- [ASSIGNMENT] Exactly one number should make up the answer: how many lines of the listing contain the string "flower".

- [DATASET CONTENT]
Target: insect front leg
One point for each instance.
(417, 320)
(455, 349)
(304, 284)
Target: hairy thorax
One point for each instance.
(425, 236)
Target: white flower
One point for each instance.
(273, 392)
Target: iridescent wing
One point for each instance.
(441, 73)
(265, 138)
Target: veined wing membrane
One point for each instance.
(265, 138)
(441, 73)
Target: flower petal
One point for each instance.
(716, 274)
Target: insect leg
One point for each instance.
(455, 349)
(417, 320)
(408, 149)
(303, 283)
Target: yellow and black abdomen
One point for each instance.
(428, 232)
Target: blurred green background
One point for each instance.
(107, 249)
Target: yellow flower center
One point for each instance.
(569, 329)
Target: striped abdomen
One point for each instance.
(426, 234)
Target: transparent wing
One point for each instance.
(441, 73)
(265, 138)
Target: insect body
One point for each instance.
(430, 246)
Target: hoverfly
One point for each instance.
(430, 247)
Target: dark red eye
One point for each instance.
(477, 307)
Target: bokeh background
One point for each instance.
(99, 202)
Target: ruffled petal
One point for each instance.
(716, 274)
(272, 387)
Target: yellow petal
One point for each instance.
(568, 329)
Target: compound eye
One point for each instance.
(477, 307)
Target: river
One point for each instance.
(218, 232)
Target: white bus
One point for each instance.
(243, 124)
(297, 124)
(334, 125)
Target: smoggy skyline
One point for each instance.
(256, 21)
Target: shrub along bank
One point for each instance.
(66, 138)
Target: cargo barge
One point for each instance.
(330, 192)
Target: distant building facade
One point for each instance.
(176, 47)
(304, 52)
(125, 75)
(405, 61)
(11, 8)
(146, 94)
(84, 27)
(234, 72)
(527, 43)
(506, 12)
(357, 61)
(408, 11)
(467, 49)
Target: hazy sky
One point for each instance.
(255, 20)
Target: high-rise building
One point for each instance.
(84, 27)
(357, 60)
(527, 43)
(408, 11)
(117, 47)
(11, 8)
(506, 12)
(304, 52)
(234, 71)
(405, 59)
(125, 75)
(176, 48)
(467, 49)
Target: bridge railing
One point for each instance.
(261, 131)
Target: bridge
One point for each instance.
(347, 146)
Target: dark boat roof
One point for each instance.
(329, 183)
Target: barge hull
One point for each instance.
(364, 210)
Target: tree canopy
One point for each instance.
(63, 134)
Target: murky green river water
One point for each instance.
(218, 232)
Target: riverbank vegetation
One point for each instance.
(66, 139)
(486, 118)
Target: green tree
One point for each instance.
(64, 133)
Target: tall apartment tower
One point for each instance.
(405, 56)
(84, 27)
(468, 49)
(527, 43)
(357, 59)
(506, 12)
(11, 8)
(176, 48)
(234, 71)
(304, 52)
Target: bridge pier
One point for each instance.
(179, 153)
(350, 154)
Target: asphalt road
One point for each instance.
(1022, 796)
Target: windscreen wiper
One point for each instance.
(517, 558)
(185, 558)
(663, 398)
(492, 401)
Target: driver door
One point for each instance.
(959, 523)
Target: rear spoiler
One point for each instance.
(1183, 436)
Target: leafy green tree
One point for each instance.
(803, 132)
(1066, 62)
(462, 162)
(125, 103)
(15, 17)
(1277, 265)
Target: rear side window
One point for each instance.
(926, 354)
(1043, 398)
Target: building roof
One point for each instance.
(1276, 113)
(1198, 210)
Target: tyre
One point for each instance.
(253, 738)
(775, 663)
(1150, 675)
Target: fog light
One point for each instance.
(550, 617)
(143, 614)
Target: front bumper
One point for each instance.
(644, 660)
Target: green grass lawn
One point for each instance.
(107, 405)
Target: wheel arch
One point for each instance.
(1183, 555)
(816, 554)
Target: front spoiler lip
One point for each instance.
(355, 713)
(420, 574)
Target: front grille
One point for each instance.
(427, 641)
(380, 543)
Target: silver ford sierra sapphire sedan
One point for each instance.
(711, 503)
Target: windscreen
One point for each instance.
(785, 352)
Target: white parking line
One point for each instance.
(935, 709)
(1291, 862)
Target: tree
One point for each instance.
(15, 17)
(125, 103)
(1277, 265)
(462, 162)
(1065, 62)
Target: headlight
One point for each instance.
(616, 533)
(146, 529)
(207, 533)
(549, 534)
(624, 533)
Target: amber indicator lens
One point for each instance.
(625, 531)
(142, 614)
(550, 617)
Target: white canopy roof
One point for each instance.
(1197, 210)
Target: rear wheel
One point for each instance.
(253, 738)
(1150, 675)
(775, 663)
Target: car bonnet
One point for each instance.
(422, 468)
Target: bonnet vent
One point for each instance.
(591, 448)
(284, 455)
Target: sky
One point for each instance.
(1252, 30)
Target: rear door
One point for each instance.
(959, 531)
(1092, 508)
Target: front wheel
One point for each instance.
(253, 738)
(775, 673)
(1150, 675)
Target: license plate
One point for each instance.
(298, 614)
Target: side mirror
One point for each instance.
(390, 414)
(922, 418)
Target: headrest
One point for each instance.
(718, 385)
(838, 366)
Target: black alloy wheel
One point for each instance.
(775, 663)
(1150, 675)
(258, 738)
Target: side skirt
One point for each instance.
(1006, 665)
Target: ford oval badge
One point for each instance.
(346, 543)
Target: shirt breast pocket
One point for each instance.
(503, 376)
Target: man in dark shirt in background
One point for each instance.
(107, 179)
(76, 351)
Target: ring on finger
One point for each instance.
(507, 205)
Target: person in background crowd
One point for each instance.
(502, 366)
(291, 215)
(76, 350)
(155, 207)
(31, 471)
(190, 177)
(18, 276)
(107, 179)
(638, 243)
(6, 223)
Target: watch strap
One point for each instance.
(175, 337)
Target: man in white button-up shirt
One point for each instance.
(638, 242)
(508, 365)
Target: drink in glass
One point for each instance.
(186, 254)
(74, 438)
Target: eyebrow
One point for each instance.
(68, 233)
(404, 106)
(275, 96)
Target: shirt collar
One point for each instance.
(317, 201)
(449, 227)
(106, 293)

- [RESULT] 3